Material for the task: Begin

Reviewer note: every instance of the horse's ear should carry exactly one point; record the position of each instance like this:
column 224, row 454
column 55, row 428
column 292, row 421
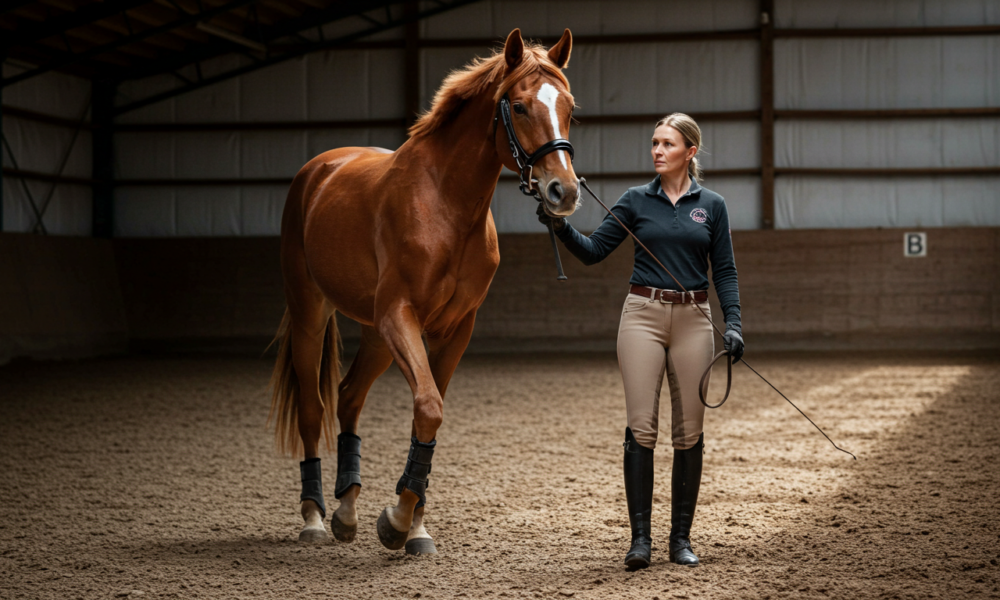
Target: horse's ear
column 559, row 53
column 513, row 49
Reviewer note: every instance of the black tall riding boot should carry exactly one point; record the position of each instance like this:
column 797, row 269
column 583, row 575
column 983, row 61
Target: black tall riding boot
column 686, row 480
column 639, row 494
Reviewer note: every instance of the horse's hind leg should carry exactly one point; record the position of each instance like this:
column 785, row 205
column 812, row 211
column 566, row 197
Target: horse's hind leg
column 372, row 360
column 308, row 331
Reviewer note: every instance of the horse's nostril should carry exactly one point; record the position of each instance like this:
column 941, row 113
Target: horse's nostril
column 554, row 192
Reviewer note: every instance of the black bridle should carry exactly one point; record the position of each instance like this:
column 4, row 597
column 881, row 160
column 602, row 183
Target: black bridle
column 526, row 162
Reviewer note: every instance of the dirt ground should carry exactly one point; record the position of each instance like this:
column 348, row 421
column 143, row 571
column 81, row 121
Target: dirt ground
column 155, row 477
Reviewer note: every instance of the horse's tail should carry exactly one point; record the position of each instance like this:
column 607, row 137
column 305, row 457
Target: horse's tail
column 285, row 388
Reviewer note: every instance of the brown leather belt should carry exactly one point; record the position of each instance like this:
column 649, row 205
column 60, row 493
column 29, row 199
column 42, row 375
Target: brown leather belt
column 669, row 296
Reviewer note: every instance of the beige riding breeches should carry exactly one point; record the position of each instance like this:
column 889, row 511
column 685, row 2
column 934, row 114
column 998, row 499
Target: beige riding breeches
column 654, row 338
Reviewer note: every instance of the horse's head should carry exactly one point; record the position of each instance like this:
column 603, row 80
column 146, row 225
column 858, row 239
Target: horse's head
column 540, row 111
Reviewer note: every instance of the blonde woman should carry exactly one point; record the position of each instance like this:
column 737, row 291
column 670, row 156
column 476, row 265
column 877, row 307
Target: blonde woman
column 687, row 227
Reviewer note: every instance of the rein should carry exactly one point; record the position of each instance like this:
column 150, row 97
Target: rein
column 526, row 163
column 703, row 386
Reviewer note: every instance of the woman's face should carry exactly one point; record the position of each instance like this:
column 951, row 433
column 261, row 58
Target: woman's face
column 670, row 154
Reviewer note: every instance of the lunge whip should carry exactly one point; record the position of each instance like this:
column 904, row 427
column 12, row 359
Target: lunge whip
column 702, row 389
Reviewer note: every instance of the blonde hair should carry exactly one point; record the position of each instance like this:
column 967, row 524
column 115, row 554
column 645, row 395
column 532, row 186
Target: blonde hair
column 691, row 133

Material for the task: End

**Problem to work on:**
Please return the entries above exactly as they appear, but without the pictures.

**Your response:**
Reviewer note: every instance of the horse's ear should carry exactly one point; record the position of each instance like this:
column 224, row 454
column 55, row 428
column 292, row 421
Target: horse's ear
column 559, row 53
column 513, row 49
Reviewer note: every instance of the black tall riding boot should carry exactly one point; record the position of each instance like this:
column 797, row 269
column 583, row 575
column 983, row 61
Target: black tall riding boot
column 686, row 480
column 639, row 494
Reviewer note: every instance of the horse's hind leg should carry exactly one point; record the position of each instance like this:
column 785, row 205
column 812, row 211
column 566, row 197
Target: horse's hind leg
column 372, row 360
column 308, row 331
Reviewer note: every instance of the horse's nostril should carry exactly one point; record the position of each instance like this:
column 941, row 113
Target: horse's nostril
column 554, row 192
Reviewer note: every instance of the black bridle should carry exactly one point; record the position of each instance like this:
column 4, row 597
column 881, row 160
column 602, row 183
Target: black bridle
column 526, row 162
Reviewer note: every instance of the dirt ground should carry exactly one point; record the position of each instance like this:
column 348, row 421
column 143, row 571
column 81, row 121
Target: dirt ground
column 155, row 477
Reviewer note: every instance of the horse's tail should carry exactly one point; record the position of each instance like this:
column 607, row 137
column 305, row 457
Target: horse's tail
column 285, row 388
Reviewer note: every instance of the brown leather belt should carry exactly one point; record the position of each instance like this:
column 649, row 205
column 60, row 493
column 29, row 199
column 42, row 375
Target: brown leather belt
column 669, row 296
Reviewer note: every instance of the beige riding breeches should carry exactly one point; record the position of each instance like this:
column 889, row 511
column 685, row 2
column 934, row 114
column 998, row 499
Target: beige riding breeches
column 654, row 338
Reviewer note: every instance of the horse's head should carry exactly one point; record the position of each instance like this:
column 603, row 80
column 146, row 225
column 858, row 239
Target: horse's head
column 540, row 111
Reviewer note: every instance of the blonde woman should carry exactly one point; record the position of each instance like this:
column 737, row 291
column 670, row 156
column 476, row 265
column 877, row 307
Target: blonde woman
column 687, row 227
Reviewer note: every instance of the rein should carry exactly one point; record the position of each instance like this:
column 150, row 97
Target: rein
column 526, row 163
column 703, row 386
Reviewer note: every instance of the woman's face should carry exactly one point; record the position of each instance like this:
column 951, row 433
column 261, row 58
Target: woman's face
column 670, row 154
Reviewer note: every instance of the lunge whip should carry exactly one point; record the position of each instance like this:
column 904, row 427
column 12, row 359
Target: lunge whip
column 702, row 389
Reviewer note: every instance of the blonde hair should carry exactly one point; record the position of each instance like this:
column 967, row 524
column 115, row 554
column 645, row 395
column 532, row 186
Target: blonde hair
column 691, row 133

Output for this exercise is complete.